§ **Recorded data**
────────────────
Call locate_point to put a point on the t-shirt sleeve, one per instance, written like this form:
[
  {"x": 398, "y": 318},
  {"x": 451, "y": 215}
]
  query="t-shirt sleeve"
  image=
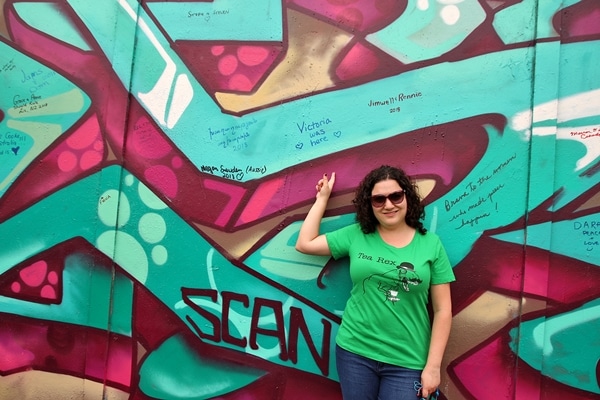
[
  {"x": 339, "y": 240},
  {"x": 441, "y": 271}
]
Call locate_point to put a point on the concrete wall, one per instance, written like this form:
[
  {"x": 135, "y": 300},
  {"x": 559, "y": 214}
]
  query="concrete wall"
[{"x": 157, "y": 158}]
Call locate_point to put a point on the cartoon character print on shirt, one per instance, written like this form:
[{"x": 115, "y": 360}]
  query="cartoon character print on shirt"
[{"x": 403, "y": 277}]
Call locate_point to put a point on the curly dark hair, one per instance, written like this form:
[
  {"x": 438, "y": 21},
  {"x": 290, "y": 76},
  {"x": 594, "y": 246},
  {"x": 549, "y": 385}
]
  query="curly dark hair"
[{"x": 415, "y": 211}]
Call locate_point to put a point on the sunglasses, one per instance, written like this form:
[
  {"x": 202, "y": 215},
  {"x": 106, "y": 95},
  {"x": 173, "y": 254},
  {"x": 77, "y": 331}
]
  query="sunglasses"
[{"x": 379, "y": 200}]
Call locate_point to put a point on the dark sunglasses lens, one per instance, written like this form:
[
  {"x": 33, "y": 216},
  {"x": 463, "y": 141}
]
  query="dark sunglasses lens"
[
  {"x": 396, "y": 197},
  {"x": 378, "y": 201}
]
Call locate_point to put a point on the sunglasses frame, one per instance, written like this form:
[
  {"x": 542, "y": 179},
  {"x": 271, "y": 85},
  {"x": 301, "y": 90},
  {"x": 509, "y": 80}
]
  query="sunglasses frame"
[{"x": 379, "y": 203}]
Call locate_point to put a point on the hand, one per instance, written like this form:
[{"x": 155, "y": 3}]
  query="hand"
[
  {"x": 325, "y": 186},
  {"x": 430, "y": 380}
]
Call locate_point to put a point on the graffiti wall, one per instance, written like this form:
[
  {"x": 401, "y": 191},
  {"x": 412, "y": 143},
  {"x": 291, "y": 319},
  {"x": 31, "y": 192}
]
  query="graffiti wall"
[{"x": 158, "y": 157}]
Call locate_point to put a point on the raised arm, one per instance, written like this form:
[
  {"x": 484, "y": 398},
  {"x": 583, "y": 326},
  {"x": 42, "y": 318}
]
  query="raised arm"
[{"x": 309, "y": 240}]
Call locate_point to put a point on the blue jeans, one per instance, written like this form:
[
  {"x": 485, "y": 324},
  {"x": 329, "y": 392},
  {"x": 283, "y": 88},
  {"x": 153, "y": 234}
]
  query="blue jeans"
[{"x": 364, "y": 379}]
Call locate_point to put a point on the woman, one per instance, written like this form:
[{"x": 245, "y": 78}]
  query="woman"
[{"x": 386, "y": 347}]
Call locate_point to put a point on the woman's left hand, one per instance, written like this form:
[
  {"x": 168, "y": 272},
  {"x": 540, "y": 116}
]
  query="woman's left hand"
[{"x": 430, "y": 380}]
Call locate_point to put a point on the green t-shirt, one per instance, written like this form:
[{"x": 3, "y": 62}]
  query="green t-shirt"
[{"x": 386, "y": 316}]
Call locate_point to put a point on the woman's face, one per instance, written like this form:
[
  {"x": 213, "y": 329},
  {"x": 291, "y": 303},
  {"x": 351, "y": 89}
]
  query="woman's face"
[{"x": 389, "y": 215}]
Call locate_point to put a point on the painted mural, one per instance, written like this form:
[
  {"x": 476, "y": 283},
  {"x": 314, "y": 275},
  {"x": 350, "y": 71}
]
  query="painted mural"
[{"x": 158, "y": 157}]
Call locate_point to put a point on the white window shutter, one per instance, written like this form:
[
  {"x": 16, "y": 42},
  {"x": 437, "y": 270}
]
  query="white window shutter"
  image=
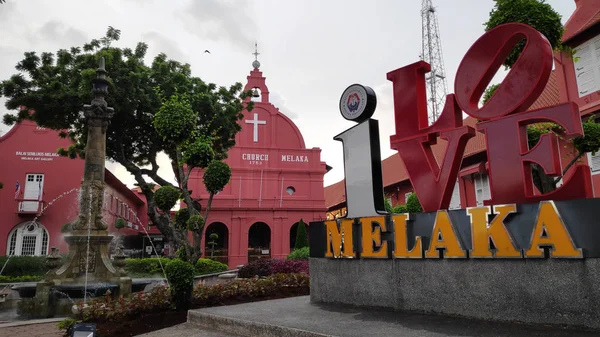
[
  {"x": 482, "y": 188},
  {"x": 594, "y": 161}
]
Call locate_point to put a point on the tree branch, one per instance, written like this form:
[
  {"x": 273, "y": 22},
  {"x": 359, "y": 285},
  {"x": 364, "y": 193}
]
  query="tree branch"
[
  {"x": 571, "y": 163},
  {"x": 158, "y": 179}
]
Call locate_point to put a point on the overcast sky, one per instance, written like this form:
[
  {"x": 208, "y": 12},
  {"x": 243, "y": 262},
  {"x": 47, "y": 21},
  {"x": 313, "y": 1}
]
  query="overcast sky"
[{"x": 310, "y": 50}]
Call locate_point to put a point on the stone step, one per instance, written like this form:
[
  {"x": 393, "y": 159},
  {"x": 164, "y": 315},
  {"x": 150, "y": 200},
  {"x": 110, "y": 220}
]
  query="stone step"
[
  {"x": 298, "y": 317},
  {"x": 187, "y": 330},
  {"x": 246, "y": 328}
]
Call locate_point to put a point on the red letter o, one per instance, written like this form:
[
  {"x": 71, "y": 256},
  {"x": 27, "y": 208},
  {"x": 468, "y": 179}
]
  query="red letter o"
[{"x": 523, "y": 84}]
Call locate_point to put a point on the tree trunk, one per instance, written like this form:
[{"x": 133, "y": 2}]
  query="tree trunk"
────────────────
§ **Problem description**
Rewrite all of the entries above with every "locate_point" changed to "mark_point" and everything else left as it is. Leave the pictures out.

§ **Solution**
Call mark_point to put a point on the t-shirt sleeve, one per instance, written like this form:
[
  {"x": 398, "y": 318},
  {"x": 451, "y": 215}
]
  query="t-shirt sleeve"
  image=
[
  {"x": 339, "y": 240},
  {"x": 441, "y": 271}
]
Call mark_point to put a point on the concrete wall, one per instance, written like this form:
[
  {"x": 135, "y": 300},
  {"x": 559, "y": 214}
]
  query="concrete wall"
[{"x": 157, "y": 158}]
Call mark_point to put a point on the cartoon character print on shirt, one per instance, written like this form:
[{"x": 115, "y": 360}]
  query="cartoon character print on shirt"
[{"x": 403, "y": 277}]
Call mark_point to put a point on the curly dark hair, one per instance, written like this form:
[
  {"x": 438, "y": 21},
  {"x": 290, "y": 76},
  {"x": 594, "y": 246},
  {"x": 549, "y": 385}
]
  query="curly dark hair"
[{"x": 415, "y": 211}]
Call mark_point to put a point on the sunglasses, one per instance, written like this form:
[
  {"x": 202, "y": 215},
  {"x": 106, "y": 95},
  {"x": 173, "y": 254},
  {"x": 77, "y": 331}
]
  query="sunglasses"
[{"x": 379, "y": 200}]
Call mark_point to put a point on the dark sunglasses lens, one per instance, written like this form:
[
  {"x": 33, "y": 216},
  {"x": 463, "y": 141}
]
  query="dark sunglasses lens"
[
  {"x": 396, "y": 197},
  {"x": 378, "y": 201}
]
Call mark_point to put a point on the sunglasses frame, one per instance, written like this form:
[
  {"x": 542, "y": 179},
  {"x": 271, "y": 85},
  {"x": 301, "y": 90},
  {"x": 509, "y": 80}
]
  query="sunglasses frame"
[{"x": 379, "y": 203}]
Call mark_point to put a point on the hand, one per instance, written like this form:
[{"x": 155, "y": 3}]
  query="hand"
[
  {"x": 325, "y": 186},
  {"x": 430, "y": 380}
]
Call mark_point to put a point on the graffiti wall, one per instance, written like this form:
[
  {"x": 401, "y": 191},
  {"x": 412, "y": 143},
  {"x": 291, "y": 319},
  {"x": 31, "y": 192}
]
  query="graffiti wall"
[{"x": 158, "y": 157}]
Call mark_point to put a point on the raised arm, one per instance, written like this form:
[
  {"x": 484, "y": 398},
  {"x": 583, "y": 326},
  {"x": 42, "y": 318}
]
  query="raised arm"
[{"x": 309, "y": 240}]
Call mark_point to put a point on the blue jeans, one per instance, written like this form:
[
  {"x": 485, "y": 324},
  {"x": 329, "y": 392},
  {"x": 283, "y": 88},
  {"x": 153, "y": 234}
]
  query="blue jeans"
[{"x": 364, "y": 379}]
Call mark_point to put a point on the woman, one per instance, written like this form:
[{"x": 245, "y": 78}]
  query="woman"
[{"x": 386, "y": 347}]
Call mark_point to put a point on the woman's left hand, one per instance, written like this form:
[
  {"x": 168, "y": 272},
  {"x": 540, "y": 116}
]
  query="woman's left hand"
[{"x": 430, "y": 380}]
Call mark_point to put a point on the green t-shirt, one per instance, written like this form:
[{"x": 3, "y": 62}]
  query="green t-shirt"
[{"x": 386, "y": 316}]
Call mark_point to put a point on the woman's face, one per instance, written like this form:
[
  {"x": 213, "y": 329},
  {"x": 291, "y": 303},
  {"x": 351, "y": 89}
]
  query="woman's face"
[{"x": 389, "y": 215}]
Call mark_point to put a point on the painted mural, one per instance, written like this form:
[
  {"x": 476, "y": 283},
  {"x": 314, "y": 275},
  {"x": 350, "y": 71}
]
  query="painted mural"
[{"x": 158, "y": 157}]
Call mark_point to put a point on the white window shutter, one per instance, written like this form:
[
  {"x": 16, "y": 42},
  {"x": 437, "y": 270}
]
  query="white window shutter"
  image=
[
  {"x": 482, "y": 188},
  {"x": 594, "y": 161}
]
Call mark_point to put a point on the tree branch, one per instance, written like this form:
[
  {"x": 273, "y": 22},
  {"x": 359, "y": 285},
  {"x": 364, "y": 193}
]
  query="tree branch"
[
  {"x": 571, "y": 163},
  {"x": 158, "y": 179}
]
Call mark_point to put a point on the overcast sky, one per instance, written like this form:
[
  {"x": 208, "y": 12},
  {"x": 243, "y": 262},
  {"x": 47, "y": 21},
  {"x": 313, "y": 1}
]
  query="overcast sky"
[{"x": 310, "y": 50}]
Call mark_point to put a point on the stone step, one per instance, written like this form:
[
  {"x": 393, "y": 159},
  {"x": 164, "y": 315},
  {"x": 150, "y": 200},
  {"x": 110, "y": 220}
]
  query="stone step"
[
  {"x": 298, "y": 317},
  {"x": 187, "y": 330},
  {"x": 246, "y": 328}
]
Call mark_point to put a point on the red letter o, one per instance, written like this form:
[
  {"x": 71, "y": 256},
  {"x": 27, "y": 208},
  {"x": 468, "y": 179}
]
  query="red letter o"
[{"x": 523, "y": 84}]
Call mark_point to put a point on the tree trunk, one per instance, written like this form:
[{"x": 133, "y": 2}]
  query="tree trunk"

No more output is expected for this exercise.